• [WHAT THE TASK ASKS]:
Extract every line of the records below that contains the word "gravel", and treat uppercase and lowercase as different.

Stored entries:
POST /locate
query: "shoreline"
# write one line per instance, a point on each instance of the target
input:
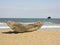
(39, 37)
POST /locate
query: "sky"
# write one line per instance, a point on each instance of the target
(29, 8)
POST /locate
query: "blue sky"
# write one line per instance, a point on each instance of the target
(29, 8)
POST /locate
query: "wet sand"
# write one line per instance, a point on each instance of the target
(40, 37)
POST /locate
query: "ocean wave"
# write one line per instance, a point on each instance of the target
(46, 25)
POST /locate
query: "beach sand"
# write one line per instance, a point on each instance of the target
(40, 37)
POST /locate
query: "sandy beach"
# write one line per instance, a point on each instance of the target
(40, 37)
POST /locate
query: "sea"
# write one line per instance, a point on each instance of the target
(48, 24)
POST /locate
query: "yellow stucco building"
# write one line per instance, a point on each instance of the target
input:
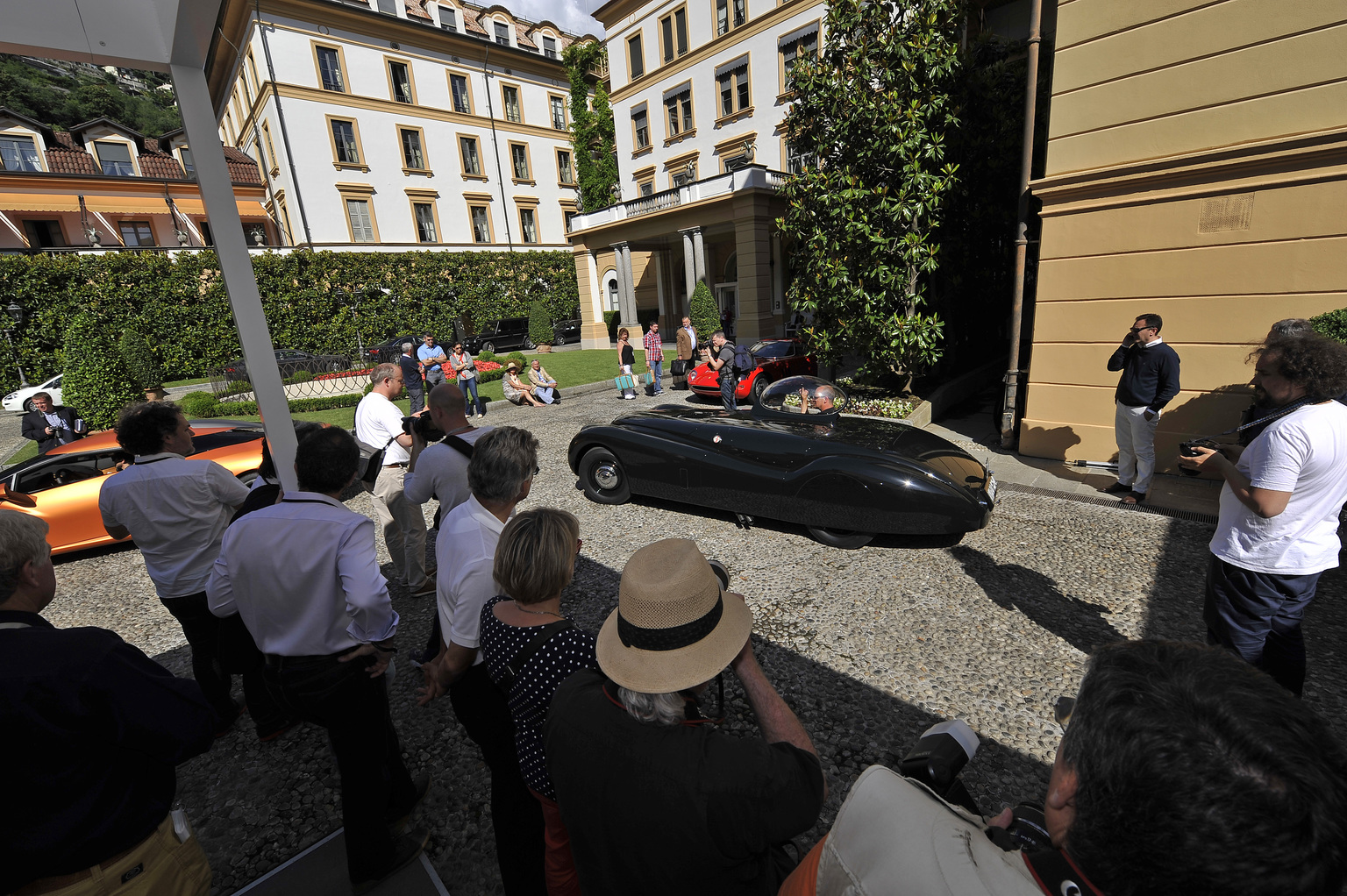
(1196, 168)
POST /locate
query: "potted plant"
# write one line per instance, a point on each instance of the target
(139, 359)
(540, 326)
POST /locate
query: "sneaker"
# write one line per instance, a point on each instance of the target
(406, 849)
(422, 785)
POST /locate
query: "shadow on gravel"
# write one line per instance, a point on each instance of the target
(1037, 596)
(256, 805)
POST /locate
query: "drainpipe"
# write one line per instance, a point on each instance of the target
(284, 131)
(1022, 238)
(496, 147)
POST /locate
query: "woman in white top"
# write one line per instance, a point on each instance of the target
(465, 371)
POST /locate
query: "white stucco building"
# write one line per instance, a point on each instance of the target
(400, 124)
(698, 93)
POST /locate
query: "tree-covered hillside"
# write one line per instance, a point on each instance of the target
(85, 93)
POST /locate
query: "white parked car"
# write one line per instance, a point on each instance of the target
(22, 401)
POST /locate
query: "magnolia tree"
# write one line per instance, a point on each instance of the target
(869, 119)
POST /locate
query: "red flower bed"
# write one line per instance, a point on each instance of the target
(344, 373)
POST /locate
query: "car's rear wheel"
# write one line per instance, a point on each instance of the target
(845, 539)
(603, 479)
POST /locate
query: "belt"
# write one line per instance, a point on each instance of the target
(61, 881)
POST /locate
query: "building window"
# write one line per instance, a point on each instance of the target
(640, 125)
(679, 110)
(19, 153)
(43, 235)
(792, 50)
(424, 213)
(472, 165)
(729, 14)
(512, 110)
(635, 57)
(481, 224)
(400, 78)
(412, 155)
(674, 34)
(519, 160)
(733, 81)
(459, 87)
(115, 160)
(528, 225)
(344, 142)
(136, 233)
(329, 69)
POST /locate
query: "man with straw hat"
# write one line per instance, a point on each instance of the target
(655, 798)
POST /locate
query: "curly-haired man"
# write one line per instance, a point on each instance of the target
(1277, 530)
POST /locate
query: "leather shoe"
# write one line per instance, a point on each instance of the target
(406, 850)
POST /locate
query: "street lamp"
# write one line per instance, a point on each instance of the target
(14, 318)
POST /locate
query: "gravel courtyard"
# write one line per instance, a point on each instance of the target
(869, 647)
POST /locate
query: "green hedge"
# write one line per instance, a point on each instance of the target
(1331, 324)
(180, 303)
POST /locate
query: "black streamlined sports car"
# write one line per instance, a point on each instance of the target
(794, 457)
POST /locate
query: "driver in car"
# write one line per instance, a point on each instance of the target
(823, 401)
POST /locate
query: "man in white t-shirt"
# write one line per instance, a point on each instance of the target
(1279, 509)
(500, 476)
(379, 422)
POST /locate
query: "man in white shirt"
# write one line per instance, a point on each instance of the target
(500, 476)
(1279, 508)
(303, 576)
(379, 423)
(176, 509)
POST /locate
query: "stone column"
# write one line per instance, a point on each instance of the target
(688, 260)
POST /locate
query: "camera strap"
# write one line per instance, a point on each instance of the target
(1056, 875)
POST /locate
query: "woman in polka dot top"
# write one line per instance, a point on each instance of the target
(535, 561)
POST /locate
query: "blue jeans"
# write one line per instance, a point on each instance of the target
(474, 404)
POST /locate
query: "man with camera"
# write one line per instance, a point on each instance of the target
(379, 423)
(1149, 380)
(1181, 771)
(1279, 506)
(653, 797)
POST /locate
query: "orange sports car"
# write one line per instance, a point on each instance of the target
(62, 486)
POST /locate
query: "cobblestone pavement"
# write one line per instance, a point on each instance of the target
(869, 647)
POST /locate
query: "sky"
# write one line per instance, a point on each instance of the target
(568, 15)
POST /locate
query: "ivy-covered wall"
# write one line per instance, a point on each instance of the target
(181, 305)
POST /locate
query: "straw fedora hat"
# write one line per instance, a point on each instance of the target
(674, 627)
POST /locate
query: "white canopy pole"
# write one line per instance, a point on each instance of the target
(235, 263)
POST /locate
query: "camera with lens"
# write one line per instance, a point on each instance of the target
(424, 427)
(1186, 449)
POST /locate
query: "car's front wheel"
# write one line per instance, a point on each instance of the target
(603, 479)
(845, 539)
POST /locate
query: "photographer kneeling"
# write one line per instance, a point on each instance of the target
(1181, 771)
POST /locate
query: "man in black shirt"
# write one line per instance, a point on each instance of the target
(655, 800)
(1149, 379)
(93, 730)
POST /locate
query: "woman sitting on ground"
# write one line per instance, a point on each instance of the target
(517, 389)
(535, 561)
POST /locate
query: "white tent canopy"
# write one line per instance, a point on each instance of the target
(174, 37)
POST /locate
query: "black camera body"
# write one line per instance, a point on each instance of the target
(424, 427)
(1186, 449)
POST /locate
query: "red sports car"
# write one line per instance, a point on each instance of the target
(772, 360)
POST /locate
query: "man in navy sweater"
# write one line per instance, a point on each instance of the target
(1149, 379)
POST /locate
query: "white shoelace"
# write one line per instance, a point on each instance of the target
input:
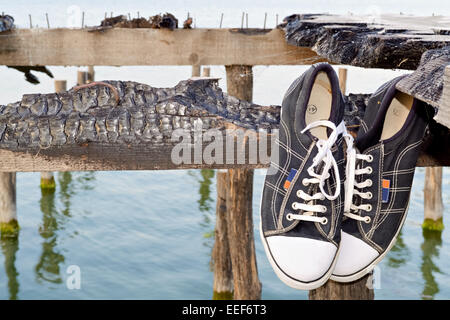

• [RESULT BELOW]:
query: "shadow on gravel"
query: "gravel courtyard"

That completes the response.